THE PROBLEM →
All of the material below is to be repeated exactly.

RECORD LIST →

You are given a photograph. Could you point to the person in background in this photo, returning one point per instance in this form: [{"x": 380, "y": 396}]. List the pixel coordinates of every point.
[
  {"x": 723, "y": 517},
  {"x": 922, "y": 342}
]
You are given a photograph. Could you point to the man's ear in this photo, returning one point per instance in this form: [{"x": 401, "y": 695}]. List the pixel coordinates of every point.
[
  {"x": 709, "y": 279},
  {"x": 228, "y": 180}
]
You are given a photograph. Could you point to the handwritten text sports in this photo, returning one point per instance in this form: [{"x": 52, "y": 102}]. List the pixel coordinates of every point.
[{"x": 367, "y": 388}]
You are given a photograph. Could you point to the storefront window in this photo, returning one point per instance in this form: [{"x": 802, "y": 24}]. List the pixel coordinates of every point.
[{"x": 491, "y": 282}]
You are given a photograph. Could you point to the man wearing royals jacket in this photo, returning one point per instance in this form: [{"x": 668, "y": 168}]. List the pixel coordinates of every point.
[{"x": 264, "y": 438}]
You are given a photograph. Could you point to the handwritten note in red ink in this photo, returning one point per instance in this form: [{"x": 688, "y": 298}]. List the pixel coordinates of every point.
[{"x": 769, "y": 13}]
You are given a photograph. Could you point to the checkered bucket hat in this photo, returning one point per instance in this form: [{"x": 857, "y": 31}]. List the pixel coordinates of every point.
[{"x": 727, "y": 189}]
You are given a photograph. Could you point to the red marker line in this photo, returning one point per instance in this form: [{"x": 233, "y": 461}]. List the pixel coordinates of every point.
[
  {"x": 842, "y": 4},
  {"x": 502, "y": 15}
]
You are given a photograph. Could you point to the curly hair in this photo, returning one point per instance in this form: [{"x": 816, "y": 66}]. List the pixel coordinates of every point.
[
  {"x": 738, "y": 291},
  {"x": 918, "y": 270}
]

COMPLETE ANSWER →
You are given a photograph. Could you point to the person in background in this photo, returning one point per instance in this form: [{"x": 380, "y": 396}]. List the pixel coordinates of every point.
[
  {"x": 723, "y": 517},
  {"x": 922, "y": 342}
]
You are given a photograph. Could you point to the man's ear in this photo, returning one point per instance in this form: [{"x": 401, "y": 695}]. List the pixel coordinates of every point.
[
  {"x": 709, "y": 279},
  {"x": 228, "y": 180}
]
You are given a photograph. Could you point to the handwritten text sports in this photo, returning one point per instance in this form: [{"x": 52, "y": 102}]. List the pixel coordinates of every point.
[{"x": 367, "y": 388}]
You are given a photograph. Could you point to the storefront window in this photo, returning one point per instance in this form: [{"x": 802, "y": 24}]. List the pixel coordinates of every point.
[{"x": 491, "y": 282}]
You are given a photograph. Could you point to the man wearing royals jacket in this photo, returning one point per instance in this form: [{"x": 668, "y": 168}]. List the pixel coordinates of every point.
[{"x": 264, "y": 438}]
You are given a photograph. Could you point to the handwritten note in red ink in this photo, returning one point per instance in this form: [{"x": 688, "y": 298}]. List the pixel coordinates of every point.
[{"x": 769, "y": 13}]
You are given a photograph. Could you point to the checkered bucket hat in this photo, returning one point per instance in this form: [{"x": 857, "y": 31}]. List the pixel coordinates of every point.
[{"x": 727, "y": 189}]
You are given a photograph. Could you point to the red marker line in this photo, returning one point per instance in this form: [{"x": 233, "y": 461}]. List the pixel coordinates of every point.
[
  {"x": 842, "y": 4},
  {"x": 502, "y": 15}
]
You are given a photograph. Could you point to the curly hair in this photo, returning one point per instance in this form: [{"x": 816, "y": 66}]. List the pixel coordinates of every point.
[
  {"x": 738, "y": 291},
  {"x": 918, "y": 270}
]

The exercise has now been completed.